• EXERCISE OBJECTIVE:
Set down exactly, and only, the lines from the one with "Where can the recessed" to the final line of the entries, both included.

• ENTRIES PROVIDED:

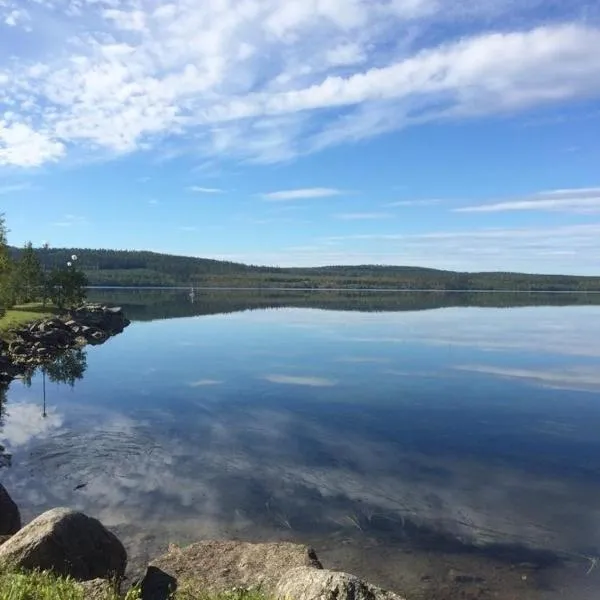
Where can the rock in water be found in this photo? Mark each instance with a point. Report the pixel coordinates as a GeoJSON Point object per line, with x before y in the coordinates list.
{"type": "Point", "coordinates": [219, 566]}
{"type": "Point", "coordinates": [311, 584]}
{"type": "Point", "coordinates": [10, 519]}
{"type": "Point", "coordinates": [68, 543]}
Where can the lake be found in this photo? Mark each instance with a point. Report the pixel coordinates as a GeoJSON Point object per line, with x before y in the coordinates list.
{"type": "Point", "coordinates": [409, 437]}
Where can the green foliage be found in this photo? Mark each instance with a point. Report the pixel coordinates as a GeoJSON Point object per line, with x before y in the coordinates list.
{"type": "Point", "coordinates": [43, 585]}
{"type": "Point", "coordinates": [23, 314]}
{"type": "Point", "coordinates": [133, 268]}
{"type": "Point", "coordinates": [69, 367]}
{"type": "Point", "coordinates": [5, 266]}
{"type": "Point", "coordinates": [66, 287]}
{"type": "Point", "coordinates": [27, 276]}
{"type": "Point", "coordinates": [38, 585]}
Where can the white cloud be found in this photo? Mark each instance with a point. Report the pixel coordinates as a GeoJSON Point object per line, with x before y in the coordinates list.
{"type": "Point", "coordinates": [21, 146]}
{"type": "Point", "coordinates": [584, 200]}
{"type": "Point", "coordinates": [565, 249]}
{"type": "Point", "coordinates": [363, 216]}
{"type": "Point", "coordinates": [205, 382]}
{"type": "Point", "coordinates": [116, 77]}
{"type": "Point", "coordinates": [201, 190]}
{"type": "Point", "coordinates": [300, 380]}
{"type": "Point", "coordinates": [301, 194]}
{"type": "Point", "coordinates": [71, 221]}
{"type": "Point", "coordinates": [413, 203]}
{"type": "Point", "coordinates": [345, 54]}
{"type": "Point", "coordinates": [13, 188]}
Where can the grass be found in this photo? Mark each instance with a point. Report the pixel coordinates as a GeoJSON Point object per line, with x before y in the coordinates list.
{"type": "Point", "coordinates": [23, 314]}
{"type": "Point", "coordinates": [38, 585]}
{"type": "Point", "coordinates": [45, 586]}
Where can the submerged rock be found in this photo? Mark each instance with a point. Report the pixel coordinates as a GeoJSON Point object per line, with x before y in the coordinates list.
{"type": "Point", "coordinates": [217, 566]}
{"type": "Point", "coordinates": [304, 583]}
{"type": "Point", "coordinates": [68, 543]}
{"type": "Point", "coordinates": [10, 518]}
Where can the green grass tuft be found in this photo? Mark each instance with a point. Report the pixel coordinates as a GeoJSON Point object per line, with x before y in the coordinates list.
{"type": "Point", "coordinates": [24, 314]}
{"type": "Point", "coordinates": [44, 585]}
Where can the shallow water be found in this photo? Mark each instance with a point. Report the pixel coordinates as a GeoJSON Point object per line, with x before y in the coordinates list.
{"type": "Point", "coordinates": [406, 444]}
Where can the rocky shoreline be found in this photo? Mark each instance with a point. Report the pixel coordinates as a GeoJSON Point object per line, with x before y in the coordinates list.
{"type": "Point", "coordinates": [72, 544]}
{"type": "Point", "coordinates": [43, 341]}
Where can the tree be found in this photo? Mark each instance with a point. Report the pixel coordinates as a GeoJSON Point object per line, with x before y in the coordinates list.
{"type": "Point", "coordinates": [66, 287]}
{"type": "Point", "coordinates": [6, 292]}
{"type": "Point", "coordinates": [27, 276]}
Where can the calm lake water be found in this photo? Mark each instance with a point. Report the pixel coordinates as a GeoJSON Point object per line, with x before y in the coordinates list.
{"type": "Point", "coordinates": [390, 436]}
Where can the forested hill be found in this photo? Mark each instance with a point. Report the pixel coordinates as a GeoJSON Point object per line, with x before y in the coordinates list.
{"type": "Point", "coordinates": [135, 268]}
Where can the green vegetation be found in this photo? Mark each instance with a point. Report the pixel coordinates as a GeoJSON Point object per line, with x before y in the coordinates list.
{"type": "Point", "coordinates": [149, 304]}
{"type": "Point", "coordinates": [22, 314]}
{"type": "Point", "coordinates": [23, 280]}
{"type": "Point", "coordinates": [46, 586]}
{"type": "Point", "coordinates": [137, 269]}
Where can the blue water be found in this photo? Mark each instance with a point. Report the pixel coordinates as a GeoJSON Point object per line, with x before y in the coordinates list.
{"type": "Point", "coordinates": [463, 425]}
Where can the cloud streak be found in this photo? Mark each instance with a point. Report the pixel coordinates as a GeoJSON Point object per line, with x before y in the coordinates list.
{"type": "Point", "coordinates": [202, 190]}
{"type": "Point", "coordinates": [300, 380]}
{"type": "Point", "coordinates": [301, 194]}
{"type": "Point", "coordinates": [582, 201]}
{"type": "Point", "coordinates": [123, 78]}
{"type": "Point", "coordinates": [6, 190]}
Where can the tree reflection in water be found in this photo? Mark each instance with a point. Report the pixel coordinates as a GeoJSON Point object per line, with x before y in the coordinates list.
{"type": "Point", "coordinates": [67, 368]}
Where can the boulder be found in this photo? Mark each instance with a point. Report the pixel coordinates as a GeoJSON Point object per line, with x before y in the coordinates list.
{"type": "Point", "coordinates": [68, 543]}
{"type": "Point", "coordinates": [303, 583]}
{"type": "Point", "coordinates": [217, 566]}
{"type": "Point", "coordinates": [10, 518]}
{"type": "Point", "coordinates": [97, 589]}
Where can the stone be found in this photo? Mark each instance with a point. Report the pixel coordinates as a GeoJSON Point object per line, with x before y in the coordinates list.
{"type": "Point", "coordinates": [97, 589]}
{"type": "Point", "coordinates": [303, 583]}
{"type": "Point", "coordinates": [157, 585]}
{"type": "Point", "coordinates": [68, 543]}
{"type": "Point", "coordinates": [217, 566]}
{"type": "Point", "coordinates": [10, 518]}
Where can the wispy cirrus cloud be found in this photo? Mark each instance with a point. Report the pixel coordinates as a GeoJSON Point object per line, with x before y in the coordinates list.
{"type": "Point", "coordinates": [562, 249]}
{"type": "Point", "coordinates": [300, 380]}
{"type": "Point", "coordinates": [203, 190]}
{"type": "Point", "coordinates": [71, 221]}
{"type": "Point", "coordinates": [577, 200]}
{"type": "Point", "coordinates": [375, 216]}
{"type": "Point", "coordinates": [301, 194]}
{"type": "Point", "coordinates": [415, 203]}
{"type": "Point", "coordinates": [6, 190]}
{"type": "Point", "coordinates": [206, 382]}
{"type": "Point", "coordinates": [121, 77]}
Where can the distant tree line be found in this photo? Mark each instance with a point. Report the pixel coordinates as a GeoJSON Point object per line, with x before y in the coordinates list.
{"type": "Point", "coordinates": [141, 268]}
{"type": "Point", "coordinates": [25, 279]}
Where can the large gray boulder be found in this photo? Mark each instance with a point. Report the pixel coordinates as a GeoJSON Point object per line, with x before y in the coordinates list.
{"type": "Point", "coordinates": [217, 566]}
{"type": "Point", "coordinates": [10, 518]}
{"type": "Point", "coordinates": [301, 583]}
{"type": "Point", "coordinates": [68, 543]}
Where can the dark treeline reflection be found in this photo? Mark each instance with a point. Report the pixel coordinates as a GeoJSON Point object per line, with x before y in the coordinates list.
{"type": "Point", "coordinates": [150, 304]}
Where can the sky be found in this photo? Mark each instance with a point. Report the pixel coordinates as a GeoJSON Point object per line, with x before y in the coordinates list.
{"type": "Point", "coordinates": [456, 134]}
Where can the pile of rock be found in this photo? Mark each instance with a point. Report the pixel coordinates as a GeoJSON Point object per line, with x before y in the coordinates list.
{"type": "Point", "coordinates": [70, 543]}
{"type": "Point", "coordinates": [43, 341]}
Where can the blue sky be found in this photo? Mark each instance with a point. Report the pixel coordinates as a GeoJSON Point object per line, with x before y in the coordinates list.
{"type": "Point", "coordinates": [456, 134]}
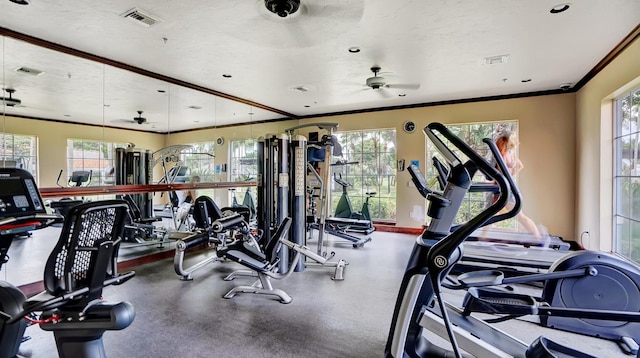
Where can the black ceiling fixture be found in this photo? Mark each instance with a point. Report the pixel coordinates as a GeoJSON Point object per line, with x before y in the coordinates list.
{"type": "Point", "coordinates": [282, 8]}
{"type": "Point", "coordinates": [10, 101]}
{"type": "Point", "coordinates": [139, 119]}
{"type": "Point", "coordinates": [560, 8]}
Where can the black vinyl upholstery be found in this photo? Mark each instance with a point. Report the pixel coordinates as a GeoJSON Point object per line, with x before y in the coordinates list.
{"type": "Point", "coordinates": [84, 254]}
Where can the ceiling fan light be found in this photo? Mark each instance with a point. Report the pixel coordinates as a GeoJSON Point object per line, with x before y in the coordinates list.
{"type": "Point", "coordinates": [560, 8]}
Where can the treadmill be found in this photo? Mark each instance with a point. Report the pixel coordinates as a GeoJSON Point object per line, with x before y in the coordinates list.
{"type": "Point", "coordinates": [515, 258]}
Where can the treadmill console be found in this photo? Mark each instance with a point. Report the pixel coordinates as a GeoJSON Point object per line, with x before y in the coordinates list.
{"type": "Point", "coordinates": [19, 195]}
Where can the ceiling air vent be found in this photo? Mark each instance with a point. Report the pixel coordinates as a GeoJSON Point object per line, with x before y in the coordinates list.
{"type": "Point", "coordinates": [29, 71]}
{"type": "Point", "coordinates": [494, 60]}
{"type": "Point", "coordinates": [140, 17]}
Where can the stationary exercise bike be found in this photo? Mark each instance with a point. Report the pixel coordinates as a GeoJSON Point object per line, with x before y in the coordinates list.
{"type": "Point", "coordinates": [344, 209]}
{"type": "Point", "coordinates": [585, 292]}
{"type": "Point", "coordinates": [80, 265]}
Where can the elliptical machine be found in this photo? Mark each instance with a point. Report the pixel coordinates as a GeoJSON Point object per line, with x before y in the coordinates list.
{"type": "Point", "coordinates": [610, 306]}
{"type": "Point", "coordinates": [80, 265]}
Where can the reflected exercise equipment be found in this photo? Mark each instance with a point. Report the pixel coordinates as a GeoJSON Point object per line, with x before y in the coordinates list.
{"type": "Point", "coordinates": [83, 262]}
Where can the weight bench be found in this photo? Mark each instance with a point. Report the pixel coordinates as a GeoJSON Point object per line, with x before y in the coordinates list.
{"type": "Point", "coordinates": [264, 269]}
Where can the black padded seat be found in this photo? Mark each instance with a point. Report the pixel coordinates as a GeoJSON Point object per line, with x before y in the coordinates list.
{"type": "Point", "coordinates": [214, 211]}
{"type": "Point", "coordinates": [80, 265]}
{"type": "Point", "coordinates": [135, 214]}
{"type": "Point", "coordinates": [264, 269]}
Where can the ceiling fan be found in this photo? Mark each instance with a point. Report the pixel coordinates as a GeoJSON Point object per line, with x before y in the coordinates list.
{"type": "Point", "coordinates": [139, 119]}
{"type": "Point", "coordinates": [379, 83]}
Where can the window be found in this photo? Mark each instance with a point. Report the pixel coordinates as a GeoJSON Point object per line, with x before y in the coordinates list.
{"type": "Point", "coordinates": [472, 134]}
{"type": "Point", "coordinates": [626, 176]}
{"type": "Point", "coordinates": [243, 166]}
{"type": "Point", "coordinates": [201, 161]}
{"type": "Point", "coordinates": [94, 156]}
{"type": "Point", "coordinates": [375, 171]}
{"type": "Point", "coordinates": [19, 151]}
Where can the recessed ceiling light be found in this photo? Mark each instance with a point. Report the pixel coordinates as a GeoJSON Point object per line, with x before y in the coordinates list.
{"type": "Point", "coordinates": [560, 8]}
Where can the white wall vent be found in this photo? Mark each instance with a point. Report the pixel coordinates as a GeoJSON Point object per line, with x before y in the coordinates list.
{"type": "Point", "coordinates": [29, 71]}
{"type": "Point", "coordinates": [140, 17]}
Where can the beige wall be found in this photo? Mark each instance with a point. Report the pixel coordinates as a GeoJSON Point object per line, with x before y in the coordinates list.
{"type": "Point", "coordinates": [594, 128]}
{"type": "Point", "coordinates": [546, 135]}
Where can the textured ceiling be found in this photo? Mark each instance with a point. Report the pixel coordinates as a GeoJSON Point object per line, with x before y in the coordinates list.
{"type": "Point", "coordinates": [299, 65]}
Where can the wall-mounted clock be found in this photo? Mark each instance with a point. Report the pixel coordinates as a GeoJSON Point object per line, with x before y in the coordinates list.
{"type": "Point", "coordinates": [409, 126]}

• RESULT OF THIS TASK:
Where can the recessed ceiling light be found in this photo? Mark each instance with a point. Report the pixel coordinates as a GeoJSON Point object per line, with x before y in the coordinates list.
{"type": "Point", "coordinates": [560, 8]}
Where can the white wall vent be found in this photo? Mark each instance with a point. Report the pixel coordinates as a GeoJSON Point object per line, with x before y in the coordinates list.
{"type": "Point", "coordinates": [29, 71]}
{"type": "Point", "coordinates": [140, 17]}
Where can the beige wall be found in this photo? Mark each instance with a point. Report the pixel coordinates as a GeoJSON Point object per line, with x before y in the coordinates list.
{"type": "Point", "coordinates": [594, 128]}
{"type": "Point", "coordinates": [546, 135]}
Where can the textured ceiling be found in this photo? Mark each instance with a point. Report the pixel coordinates as a GeoJSON Point object per line, with x before y in the coordinates list.
{"type": "Point", "coordinates": [299, 65]}
Where can the wall-mounted clock be found in this photo? Mark each instance with a point. Report the pixel coordinates as a GeoJSON Point object per line, with x before y in the coordinates list.
{"type": "Point", "coordinates": [409, 126]}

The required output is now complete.